### [Written task]
Reproduce the listing below verbatim, preserving every line in its original order.

★ ★ ★ ★ ★ ★ ★

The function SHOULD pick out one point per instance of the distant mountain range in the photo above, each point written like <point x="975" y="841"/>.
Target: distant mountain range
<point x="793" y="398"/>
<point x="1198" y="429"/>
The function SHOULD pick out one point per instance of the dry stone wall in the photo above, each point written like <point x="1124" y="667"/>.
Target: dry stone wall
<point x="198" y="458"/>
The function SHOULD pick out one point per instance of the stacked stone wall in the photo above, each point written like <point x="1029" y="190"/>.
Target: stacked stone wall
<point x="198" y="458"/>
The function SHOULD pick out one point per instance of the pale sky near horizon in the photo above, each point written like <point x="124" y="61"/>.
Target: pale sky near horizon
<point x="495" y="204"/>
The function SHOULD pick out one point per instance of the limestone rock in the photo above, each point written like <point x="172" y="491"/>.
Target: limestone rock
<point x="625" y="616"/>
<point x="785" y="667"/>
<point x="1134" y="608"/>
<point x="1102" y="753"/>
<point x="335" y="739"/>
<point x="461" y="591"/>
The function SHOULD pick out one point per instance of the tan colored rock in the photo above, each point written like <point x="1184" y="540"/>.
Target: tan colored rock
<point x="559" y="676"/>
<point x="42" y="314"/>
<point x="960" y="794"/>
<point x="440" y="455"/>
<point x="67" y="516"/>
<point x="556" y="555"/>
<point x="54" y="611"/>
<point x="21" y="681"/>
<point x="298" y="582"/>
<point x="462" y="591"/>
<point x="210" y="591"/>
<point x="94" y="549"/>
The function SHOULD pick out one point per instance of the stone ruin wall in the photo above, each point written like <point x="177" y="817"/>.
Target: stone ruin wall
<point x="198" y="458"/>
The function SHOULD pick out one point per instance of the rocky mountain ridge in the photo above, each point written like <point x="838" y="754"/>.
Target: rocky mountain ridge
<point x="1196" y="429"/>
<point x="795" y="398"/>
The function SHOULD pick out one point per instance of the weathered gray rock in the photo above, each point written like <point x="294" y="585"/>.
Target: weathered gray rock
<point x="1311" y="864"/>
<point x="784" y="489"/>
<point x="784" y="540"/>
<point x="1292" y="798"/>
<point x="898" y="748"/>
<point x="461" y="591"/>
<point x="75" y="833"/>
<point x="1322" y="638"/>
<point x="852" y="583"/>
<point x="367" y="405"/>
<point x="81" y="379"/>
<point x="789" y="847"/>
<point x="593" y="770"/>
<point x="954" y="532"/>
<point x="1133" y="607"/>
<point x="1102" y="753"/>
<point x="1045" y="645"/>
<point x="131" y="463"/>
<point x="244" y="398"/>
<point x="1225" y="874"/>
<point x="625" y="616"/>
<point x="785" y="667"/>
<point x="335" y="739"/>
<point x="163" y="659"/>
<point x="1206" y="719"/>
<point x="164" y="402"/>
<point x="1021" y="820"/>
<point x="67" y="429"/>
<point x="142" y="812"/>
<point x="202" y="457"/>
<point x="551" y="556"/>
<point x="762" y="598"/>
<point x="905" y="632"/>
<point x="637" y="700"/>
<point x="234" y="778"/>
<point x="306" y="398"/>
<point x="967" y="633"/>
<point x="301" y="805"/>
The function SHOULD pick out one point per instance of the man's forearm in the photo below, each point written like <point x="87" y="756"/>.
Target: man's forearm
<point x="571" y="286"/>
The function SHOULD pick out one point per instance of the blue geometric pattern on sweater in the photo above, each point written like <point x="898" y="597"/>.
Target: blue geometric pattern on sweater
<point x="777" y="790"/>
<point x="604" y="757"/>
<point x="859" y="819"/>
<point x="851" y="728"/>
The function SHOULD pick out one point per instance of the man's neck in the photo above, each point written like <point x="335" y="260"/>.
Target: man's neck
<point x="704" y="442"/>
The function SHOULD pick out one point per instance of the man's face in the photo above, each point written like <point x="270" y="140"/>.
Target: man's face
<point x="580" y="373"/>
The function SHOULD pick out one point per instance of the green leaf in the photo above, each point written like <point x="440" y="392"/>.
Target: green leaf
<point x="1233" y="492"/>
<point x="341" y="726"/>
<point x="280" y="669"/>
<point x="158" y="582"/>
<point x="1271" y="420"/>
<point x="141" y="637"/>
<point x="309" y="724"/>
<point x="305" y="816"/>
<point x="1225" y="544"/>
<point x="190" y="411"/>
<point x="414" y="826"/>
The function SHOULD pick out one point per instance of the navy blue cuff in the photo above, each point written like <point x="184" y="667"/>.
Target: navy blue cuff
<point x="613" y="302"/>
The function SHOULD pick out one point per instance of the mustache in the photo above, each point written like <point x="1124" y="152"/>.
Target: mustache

★ ★ ★ ★ ★ ★ ★

### [Worked solution]
The function SHOULD pick out one point per instance of the distant mountain range in the photo above, each point written like <point x="975" y="841"/>.
Target: distant mountain range
<point x="793" y="398"/>
<point x="1198" y="429"/>
The function SHOULD pick out one point per instance of the dry stone wall in the photo above, each point written like <point x="1124" y="667"/>.
Target: dry stone wall
<point x="198" y="458"/>
The function SHOULD pick out one point per instance of the stacked stone wall in the photo above, each point written like <point x="1029" y="190"/>.
Target: stacked stone wall
<point x="198" y="458"/>
The function SHOULD pick out one point per instance of the pale sky near horizon in the photo above, each point written like <point x="124" y="61"/>.
Target: pale sky near horizon
<point x="495" y="204"/>
The function SHOULD pick out one point per instance of the limestone rock in the photo above, each point written like <point x="172" y="491"/>.
Target: limestone rock
<point x="625" y="616"/>
<point x="785" y="667"/>
<point x="1134" y="608"/>
<point x="1102" y="753"/>
<point x="335" y="739"/>
<point x="461" y="591"/>
The function SHOULD pick out one point per instance of the tan colored rock in the photo above, each point written like <point x="1184" y="540"/>.
Target: tan colored rock
<point x="559" y="676"/>
<point x="42" y="314"/>
<point x="960" y="794"/>
<point x="440" y="455"/>
<point x="67" y="516"/>
<point x="556" y="555"/>
<point x="54" y="611"/>
<point x="21" y="681"/>
<point x="298" y="582"/>
<point x="462" y="591"/>
<point x="210" y="591"/>
<point x="94" y="549"/>
The function SHOULD pick out one point per instance of the stone ruin wall in the photo above, each point written like <point x="177" y="817"/>.
Target: stone ruin wall
<point x="198" y="458"/>
The function SHOULD pick out one point per instance of the rocky mountain ridge in the photo above, each point written like <point x="838" y="754"/>.
Target: rocky mountain ridge
<point x="1196" y="429"/>
<point x="795" y="398"/>
The function SHOULD pick out one point per instance of the weathered gray rock in the photo above, each point written like <point x="294" y="585"/>.
Target: weathered gray rock
<point x="1311" y="864"/>
<point x="784" y="489"/>
<point x="784" y="540"/>
<point x="1292" y="798"/>
<point x="898" y="748"/>
<point x="461" y="591"/>
<point x="75" y="833"/>
<point x="1322" y="638"/>
<point x="852" y="583"/>
<point x="367" y="405"/>
<point x="81" y="379"/>
<point x="789" y="847"/>
<point x="593" y="770"/>
<point x="954" y="532"/>
<point x="1133" y="607"/>
<point x="1102" y="753"/>
<point x="1045" y="645"/>
<point x="131" y="463"/>
<point x="244" y="398"/>
<point x="1225" y="874"/>
<point x="625" y="616"/>
<point x="785" y="667"/>
<point x="335" y="739"/>
<point x="163" y="659"/>
<point x="1206" y="719"/>
<point x="164" y="402"/>
<point x="1021" y="820"/>
<point x="67" y="429"/>
<point x="142" y="812"/>
<point x="202" y="457"/>
<point x="551" y="556"/>
<point x="762" y="598"/>
<point x="905" y="632"/>
<point x="637" y="700"/>
<point x="234" y="778"/>
<point x="306" y="398"/>
<point x="967" y="633"/>
<point x="301" y="805"/>
The function SHOULD pick out one point per instance of the man's forearm in the photo below, each point written like <point x="87" y="756"/>.
Target: man's forearm
<point x="571" y="286"/>
The function SHOULD pick out one point per instance of the blue geometric pattern on sweater in the photo above, each point written like <point x="898" y="597"/>.
Target: blue geometric pattern on sweater
<point x="777" y="790"/>
<point x="604" y="757"/>
<point x="859" y="819"/>
<point x="851" y="728"/>
The function SHOULD pick out one point per instance of the man's neck in the photo above, each point written like <point x="335" y="260"/>.
Target: man's neck
<point x="704" y="442"/>
The function SHOULD pick out one point per instance of the man's face in the photo above, each point written like <point x="270" y="140"/>.
Target: man's face
<point x="580" y="373"/>
The function SHOULD pick out one point per instance of the green leaf in the photo above, each point written like <point x="440" y="392"/>.
Target: green leaf
<point x="1233" y="492"/>
<point x="341" y="726"/>
<point x="280" y="669"/>
<point x="158" y="582"/>
<point x="1271" y="420"/>
<point x="141" y="637"/>
<point x="309" y="724"/>
<point x="305" y="816"/>
<point x="1225" y="544"/>
<point x="190" y="411"/>
<point x="414" y="826"/>
The function SHOULD pick out one point per instance of the navy blue cuff in the photo above, each point written like <point x="184" y="667"/>.
Target: navy blue cuff
<point x="613" y="302"/>
The function SHOULD pick out one point per instance of the mustache in the photo above, each point written like <point x="1124" y="152"/>.
Target: mustache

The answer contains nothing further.